### [REQUIRED ACTION]
Copy the stretch of the listing below from the line containing "145L432 137L426 135L409" through the line containing "positive clicks: (420, 174)", both lines included, character for character.

[Records from a data source]
◇ ◇ ◇ ◇ ◇ ◇ ◇
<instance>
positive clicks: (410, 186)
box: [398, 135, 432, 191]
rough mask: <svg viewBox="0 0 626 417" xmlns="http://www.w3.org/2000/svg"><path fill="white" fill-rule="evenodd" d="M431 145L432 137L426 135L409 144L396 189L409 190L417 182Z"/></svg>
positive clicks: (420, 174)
◇ ◇ ◇ ◇ ◇ ◇ ◇
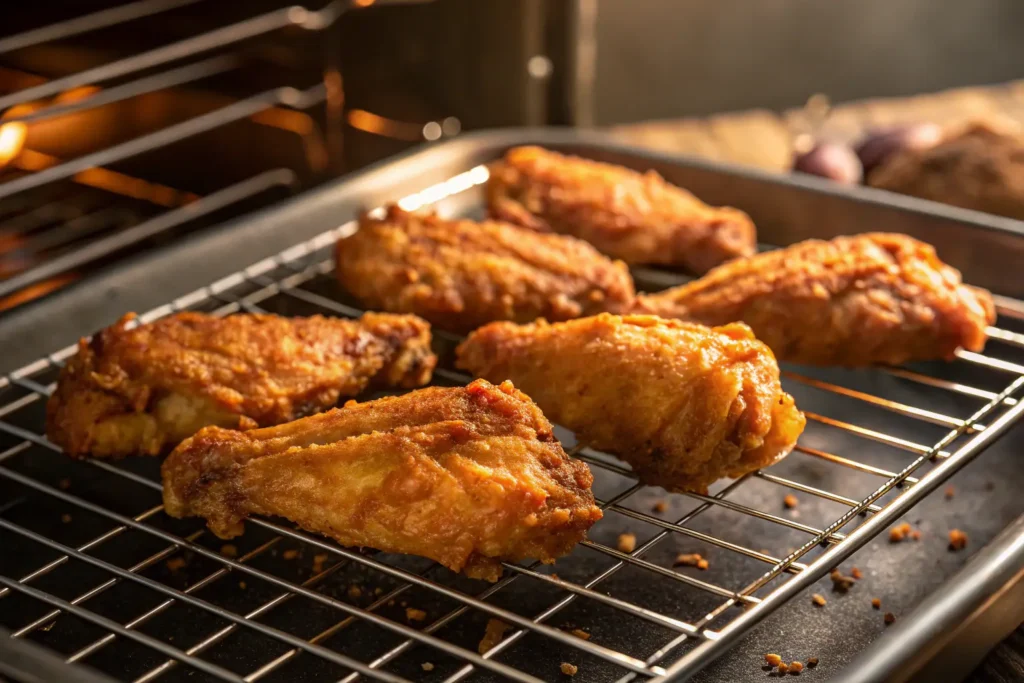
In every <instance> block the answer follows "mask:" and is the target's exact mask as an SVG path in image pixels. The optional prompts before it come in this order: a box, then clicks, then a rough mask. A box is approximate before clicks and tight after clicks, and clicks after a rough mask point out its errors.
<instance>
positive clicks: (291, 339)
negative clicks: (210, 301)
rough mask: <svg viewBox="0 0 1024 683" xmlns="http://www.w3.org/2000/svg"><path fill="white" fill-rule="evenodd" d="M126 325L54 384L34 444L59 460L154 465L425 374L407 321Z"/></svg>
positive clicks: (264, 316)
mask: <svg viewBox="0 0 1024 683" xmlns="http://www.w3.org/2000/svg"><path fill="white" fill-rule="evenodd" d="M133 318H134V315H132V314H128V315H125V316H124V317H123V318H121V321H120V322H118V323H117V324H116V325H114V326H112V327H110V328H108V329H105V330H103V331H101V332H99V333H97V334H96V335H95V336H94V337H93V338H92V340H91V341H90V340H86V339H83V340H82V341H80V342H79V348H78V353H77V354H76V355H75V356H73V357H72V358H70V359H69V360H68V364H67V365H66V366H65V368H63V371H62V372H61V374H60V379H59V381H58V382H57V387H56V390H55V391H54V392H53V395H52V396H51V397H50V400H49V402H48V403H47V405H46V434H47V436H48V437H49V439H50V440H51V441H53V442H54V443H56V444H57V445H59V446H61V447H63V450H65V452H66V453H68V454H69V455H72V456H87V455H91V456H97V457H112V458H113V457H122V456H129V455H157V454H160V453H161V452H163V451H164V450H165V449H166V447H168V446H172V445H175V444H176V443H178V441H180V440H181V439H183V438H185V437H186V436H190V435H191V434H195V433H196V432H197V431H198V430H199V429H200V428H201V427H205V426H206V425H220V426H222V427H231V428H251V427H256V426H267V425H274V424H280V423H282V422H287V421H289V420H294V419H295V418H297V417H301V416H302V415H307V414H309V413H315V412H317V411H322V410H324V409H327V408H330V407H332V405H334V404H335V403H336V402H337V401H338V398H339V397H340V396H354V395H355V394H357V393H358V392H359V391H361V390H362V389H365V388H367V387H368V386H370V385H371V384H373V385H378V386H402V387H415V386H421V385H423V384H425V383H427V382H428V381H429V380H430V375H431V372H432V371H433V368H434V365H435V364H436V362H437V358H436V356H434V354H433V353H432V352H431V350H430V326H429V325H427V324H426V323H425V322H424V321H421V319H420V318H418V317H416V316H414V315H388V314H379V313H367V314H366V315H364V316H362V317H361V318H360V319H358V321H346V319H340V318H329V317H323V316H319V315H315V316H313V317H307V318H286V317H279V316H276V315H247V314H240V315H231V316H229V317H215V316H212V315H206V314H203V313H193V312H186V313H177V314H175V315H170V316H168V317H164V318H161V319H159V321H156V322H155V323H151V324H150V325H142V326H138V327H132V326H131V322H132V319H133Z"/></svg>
◇ ◇ ◇ ◇ ◇ ◇ ◇
### [REPLY]
rough mask: <svg viewBox="0 0 626 417" xmlns="http://www.w3.org/2000/svg"><path fill="white" fill-rule="evenodd" d="M431 145L432 137L426 135L409 144L396 189L409 190L417 182Z"/></svg>
positive clicks: (420, 174)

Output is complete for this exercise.